*TO BE DONE*. Format every item below as a numbered list, omitting any blank lines.

***** INPUT ROWS

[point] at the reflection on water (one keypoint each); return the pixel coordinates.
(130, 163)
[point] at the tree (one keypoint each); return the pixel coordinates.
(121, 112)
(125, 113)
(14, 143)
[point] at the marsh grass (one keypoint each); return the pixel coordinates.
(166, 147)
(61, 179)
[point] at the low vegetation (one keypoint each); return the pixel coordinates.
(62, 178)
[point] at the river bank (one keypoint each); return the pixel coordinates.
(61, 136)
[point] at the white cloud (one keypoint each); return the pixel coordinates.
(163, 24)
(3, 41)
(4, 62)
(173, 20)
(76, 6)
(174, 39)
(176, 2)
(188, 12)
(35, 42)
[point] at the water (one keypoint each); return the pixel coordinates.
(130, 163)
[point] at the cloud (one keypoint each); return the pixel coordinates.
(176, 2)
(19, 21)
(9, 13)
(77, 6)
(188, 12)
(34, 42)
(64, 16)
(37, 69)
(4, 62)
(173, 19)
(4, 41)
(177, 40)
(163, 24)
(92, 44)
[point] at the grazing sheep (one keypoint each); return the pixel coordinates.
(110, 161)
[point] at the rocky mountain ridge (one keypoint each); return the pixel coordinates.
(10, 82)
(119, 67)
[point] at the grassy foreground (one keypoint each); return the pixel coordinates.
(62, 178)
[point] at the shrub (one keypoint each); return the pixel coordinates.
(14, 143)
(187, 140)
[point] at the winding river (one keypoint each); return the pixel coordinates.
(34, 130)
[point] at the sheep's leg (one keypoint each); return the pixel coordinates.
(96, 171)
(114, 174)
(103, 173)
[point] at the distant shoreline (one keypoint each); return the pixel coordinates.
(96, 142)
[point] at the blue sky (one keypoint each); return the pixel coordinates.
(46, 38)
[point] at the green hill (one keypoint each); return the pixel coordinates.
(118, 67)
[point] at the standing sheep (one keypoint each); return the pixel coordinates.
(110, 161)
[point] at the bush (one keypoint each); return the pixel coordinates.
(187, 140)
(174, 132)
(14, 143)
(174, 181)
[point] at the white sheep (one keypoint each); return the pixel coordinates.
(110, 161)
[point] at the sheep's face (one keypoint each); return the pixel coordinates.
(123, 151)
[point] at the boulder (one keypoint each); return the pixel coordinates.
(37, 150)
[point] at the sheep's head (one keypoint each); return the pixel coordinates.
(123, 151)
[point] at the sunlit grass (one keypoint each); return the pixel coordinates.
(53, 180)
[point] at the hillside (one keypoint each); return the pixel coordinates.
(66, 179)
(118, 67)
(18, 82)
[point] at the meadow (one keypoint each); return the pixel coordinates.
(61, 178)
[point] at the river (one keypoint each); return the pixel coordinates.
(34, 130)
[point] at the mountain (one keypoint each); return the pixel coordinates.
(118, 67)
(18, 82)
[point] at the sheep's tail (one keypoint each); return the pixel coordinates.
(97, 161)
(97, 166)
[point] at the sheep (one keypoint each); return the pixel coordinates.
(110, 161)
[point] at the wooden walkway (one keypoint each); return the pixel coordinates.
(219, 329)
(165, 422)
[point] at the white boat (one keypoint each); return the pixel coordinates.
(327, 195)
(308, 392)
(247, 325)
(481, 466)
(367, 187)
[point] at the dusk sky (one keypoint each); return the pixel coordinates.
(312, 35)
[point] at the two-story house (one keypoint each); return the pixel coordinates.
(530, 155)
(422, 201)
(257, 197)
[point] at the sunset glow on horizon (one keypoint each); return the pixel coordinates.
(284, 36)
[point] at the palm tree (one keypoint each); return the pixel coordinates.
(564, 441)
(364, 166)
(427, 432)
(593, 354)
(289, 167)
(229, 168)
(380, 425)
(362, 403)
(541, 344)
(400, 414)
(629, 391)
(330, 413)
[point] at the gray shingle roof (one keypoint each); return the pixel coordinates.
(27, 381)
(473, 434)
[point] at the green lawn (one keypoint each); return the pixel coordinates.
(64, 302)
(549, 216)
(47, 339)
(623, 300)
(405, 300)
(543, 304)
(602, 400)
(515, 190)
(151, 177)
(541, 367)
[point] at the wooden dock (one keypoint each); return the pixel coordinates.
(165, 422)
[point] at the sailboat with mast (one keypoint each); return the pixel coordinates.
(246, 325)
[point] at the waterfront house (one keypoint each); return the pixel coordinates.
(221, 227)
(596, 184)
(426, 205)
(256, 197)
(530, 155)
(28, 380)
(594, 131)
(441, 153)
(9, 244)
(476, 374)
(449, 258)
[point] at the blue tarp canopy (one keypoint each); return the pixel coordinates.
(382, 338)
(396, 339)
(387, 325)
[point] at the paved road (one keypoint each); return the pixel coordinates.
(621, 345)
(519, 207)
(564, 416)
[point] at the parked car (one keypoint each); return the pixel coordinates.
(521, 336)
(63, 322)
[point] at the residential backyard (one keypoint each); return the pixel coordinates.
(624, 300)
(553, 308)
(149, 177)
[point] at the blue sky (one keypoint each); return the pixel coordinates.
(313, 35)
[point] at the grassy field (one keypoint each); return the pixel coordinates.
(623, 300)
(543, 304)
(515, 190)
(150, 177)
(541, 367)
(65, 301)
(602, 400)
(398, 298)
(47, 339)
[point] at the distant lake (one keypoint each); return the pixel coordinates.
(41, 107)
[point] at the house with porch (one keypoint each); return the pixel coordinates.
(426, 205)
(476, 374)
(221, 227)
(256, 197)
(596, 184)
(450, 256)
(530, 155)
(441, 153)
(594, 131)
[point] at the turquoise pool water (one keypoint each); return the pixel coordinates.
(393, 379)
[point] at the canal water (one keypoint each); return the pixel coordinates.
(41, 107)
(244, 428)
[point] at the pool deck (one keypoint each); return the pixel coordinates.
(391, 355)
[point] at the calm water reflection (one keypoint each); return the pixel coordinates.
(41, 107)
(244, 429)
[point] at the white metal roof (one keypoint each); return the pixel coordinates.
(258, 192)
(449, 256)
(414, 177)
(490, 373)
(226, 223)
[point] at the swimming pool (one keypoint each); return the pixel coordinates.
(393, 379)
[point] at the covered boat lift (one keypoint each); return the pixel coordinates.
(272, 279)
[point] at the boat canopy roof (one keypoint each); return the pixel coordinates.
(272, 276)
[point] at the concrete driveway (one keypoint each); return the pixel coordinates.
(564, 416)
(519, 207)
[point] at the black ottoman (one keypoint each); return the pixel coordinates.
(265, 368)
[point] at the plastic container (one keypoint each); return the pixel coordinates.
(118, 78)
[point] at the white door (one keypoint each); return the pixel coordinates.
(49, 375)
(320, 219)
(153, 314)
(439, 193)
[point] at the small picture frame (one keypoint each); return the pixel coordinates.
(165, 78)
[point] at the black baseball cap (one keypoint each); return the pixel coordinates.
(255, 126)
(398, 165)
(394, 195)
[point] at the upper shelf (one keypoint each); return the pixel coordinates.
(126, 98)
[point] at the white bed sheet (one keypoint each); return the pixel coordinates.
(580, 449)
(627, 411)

**********

*TASK ANSWER*.
1. [point] at the reflection on water (one keypoint each); return the pixel coordinates.
2. (130, 163)
3. [point] at the tree (one keypoint each); return the pixel coordinates.
4. (121, 112)
5. (125, 113)
6. (14, 143)
7. [point] at the marsh grass (one keypoint each); return the pixel coordinates.
8. (166, 147)
9. (61, 179)
10. [point] at the low vegetation (one keypoint each); return the pixel coordinates.
11. (62, 178)
12. [point] at the river bank (one keypoint each); return the pixel coordinates.
13. (61, 136)
14. [point] at the white cloud (one keypoint each); return the pixel coordinates.
15. (163, 24)
16. (3, 41)
17. (4, 62)
18. (173, 20)
19. (76, 6)
20. (174, 39)
21. (176, 2)
22. (188, 12)
23. (35, 42)
24. [point] at the water (one keypoint each); return the pixel coordinates.
25. (130, 163)
26. [point] at the cloud (one keypoint each); return the pixel coordinates.
27. (176, 2)
28. (19, 21)
29. (9, 13)
30. (77, 6)
31. (188, 12)
32. (34, 42)
33. (64, 16)
34. (37, 69)
35. (4, 62)
36. (173, 19)
37. (4, 41)
38. (177, 40)
39. (163, 24)
40. (92, 44)
41. [point] at the grazing sheep (one keypoint each); return the pixel coordinates.
42. (110, 161)
43. [point] at the rocky mountain ridge (one keypoint each); return the pixel coordinates.
44. (10, 82)
45. (119, 67)
46. [point] at the grassy foreground (one keypoint each); return the pixel coordinates.
47. (62, 178)
48. [point] at the shrub (one keypoint each); return the pixel coordinates.
49. (14, 143)
50. (187, 140)
51. [point] at the winding river (one keypoint each); return the pixel coordinates.
52. (34, 130)
53. [point] at the sheep's leg (one keypoint each); return the pixel coordinates.
54. (96, 171)
55. (114, 174)
56. (103, 173)
57. [point] at the distant shoreline (one keypoint each); return the pixel coordinates.
58. (96, 142)
59. [point] at the blue sky (one keypoint each); return the pixel coordinates.
60. (46, 38)
61. [point] at the green hill (one keypoint each); return the pixel coordinates.
62. (118, 67)
63. [point] at the standing sheep (one keypoint each); return the pixel coordinates.
64. (110, 161)
65. [point] at the bush (one keypoint each); return the pixel coordinates.
66. (187, 140)
67. (174, 132)
68. (14, 143)
69. (174, 181)
70. [point] at the white sheep (one keypoint each); return the pixel coordinates.
71. (110, 161)
72. [point] at the sheep's face (one keypoint each); return the pixel coordinates.
73. (123, 151)
74. [point] at the boulder (one keypoint each); return the pixel coordinates.
75. (37, 150)
76. [point] at the sheep's head (one keypoint each); return the pixel coordinates.
77. (123, 151)
78. [point] at the sunlit grass (one keypoint each); return the pixel coordinates.
79. (53, 180)
80. [point] at the hillside (one keypoint each); return the pixel coordinates.
81. (66, 179)
82. (118, 67)
83. (18, 82)
84. [point] at the meadow (one keypoint each); return the pixel coordinates.
85. (61, 178)
86. [point] at the river (one keypoint each); return the pixel coordinates.
87. (34, 130)
88. [point] at the mountain (one keypoint each); return the pixel coordinates.
89. (118, 67)
90. (18, 82)
91. [point] at the sheep's tail (one keypoint each); return the pixel coordinates.
92. (97, 161)
93. (97, 166)
94. [point] at the sheep (one keypoint each); return the pixel coordinates.
95. (110, 161)
96. [point] at the wooden walkway (one keypoint each); return the pixel coordinates.
97. (219, 329)
98. (165, 422)
99. [point] at the white boat (one keypoint each); return the pixel coordinates.
100. (327, 195)
101. (308, 392)
102. (247, 325)
103. (481, 466)
104. (367, 187)
105. [point] at the dusk sky (one keypoint each); return the pixel coordinates.
106. (312, 35)
107. [point] at the two-story house (one keypoint each); return the pixel coordinates.
108. (530, 155)
109. (422, 201)
110. (257, 197)
111. [point] at the sunset glow on horizon (one keypoint each); return the pixel coordinates.
112. (284, 36)
113. [point] at the palm tree (one keypoint each); return the pixel coordinates.
114. (564, 441)
115. (364, 166)
116. (427, 432)
117. (593, 354)
118. (289, 167)
119. (229, 168)
120. (380, 425)
121. (362, 403)
122. (541, 344)
123. (400, 414)
124. (629, 391)
125. (330, 413)
126. [point] at the gray shingle roof (one keypoint each); return the pixel coordinates.
127. (27, 381)
128. (473, 434)
129. [point] at the green lawn (one keypoint each); return the pixel coordinates.
130. (64, 302)
131. (549, 216)
132. (47, 339)
133. (623, 300)
134. (405, 300)
135. (543, 304)
136. (602, 400)
137. (515, 190)
138. (151, 177)
139. (541, 367)
140. [point] at the wooden dock (one keypoint each); return the pixel coordinates.
141. (165, 422)
142. [point] at the sailboat with mast (one keypoint each); return the pixel coordinates.
143. (246, 325)
144. [point] at the waterfront house (one keypoint each); return the pixel coordinates.
145. (221, 227)
146. (596, 184)
147. (426, 205)
148. (256, 197)
149. (530, 155)
150. (28, 380)
151. (594, 131)
152. (441, 153)
153. (9, 244)
154. (476, 374)
155. (449, 258)
156. [point] at the blue tarp canopy (one keypoint each); return the pixel coordinates.
157. (382, 338)
158. (396, 339)
159. (387, 325)
160. [point] at the paved road (one keypoint each); return the pixel coordinates.
161. (621, 345)
162. (519, 207)
163. (564, 416)
164. [point] at the parked car (one keypoint each); return the pixel coordinates.
165. (521, 336)
166. (63, 322)
167. [point] at the residential backyard (one keypoint each); return the pixel coordinates.
168. (624, 300)
169. (553, 308)
170. (149, 177)
171. [point] at the blue sky (one keypoint each); return the pixel coordinates.
172. (313, 35)
173. [point] at the grassy field (one keypoint each); return the pixel coordinates.
174. (623, 300)
175. (543, 304)
176. (515, 190)
177. (150, 177)
178. (541, 367)
179. (65, 301)
180. (602, 400)
181. (398, 298)
182. (47, 339)
183. [point] at the distant lake (one keypoint each); return the pixel coordinates.
184. (41, 107)
185. [point] at the house with porch (one keypoint each); return the pixel coordinates.
186. (426, 205)
187. (476, 374)
188. (221, 227)
189. (256, 197)
190. (596, 184)
191. (450, 256)
192. (530, 155)
193. (441, 153)
194. (594, 131)
195. [point] at the turquoise pool water (one keypoint each); return the pixel coordinates.
196. (393, 379)
197. [point] at the canal water (one keypoint each); return the pixel coordinates.
198. (41, 107)
199. (244, 428)
200. [point] at the pool deck (one keypoint each); return the pixel coordinates.
201. (391, 355)
202. [point] at the calm water reflection (one keypoint each); return the pixel coordinates.
203. (41, 107)
204. (244, 429)
205. [point] at the white metal roof (one keypoint each); return the pixel coordinates.
206. (258, 192)
207. (449, 256)
208. (414, 177)
209. (490, 373)
210. (226, 223)
211. [point] at the swimming pool (one keypoint each); return the pixel coordinates.
212. (393, 379)
213. [point] at the covered boat lift (one keypoint each); return the pixel coordinates.
214. (272, 279)
215. [point] at the boat canopy roof (one keypoint each); return the pixel coordinates.
216. (272, 276)
217. [point] at the concrete driveway (one keypoint each); return the pixel coordinates.
218. (564, 416)
219. (519, 207)
220. [point] at the black ottoman (one keypoint each); return the pixel coordinates.
221. (265, 368)
222. [point] at the plastic container (one keypoint each); return the pixel coordinates.
223. (118, 78)
224. [point] at the white door (one keypoint each); return the pixel coordinates.
225. (49, 375)
226. (320, 219)
227. (153, 314)
228. (439, 193)
229. [point] at the small picture frame (one keypoint each); return the pixel coordinates.
230. (165, 78)
231. [point] at the black baseball cap (one keypoint each); return the pixel coordinates.
232. (255, 126)
233. (398, 165)
234. (394, 195)
235. [point] at the upper shelf (one keypoint each); return the pixel coordinates.
236. (126, 98)
237. [point] at the white bed sheet (one keypoint each); return the pixel coordinates.
238. (580, 449)
239. (627, 411)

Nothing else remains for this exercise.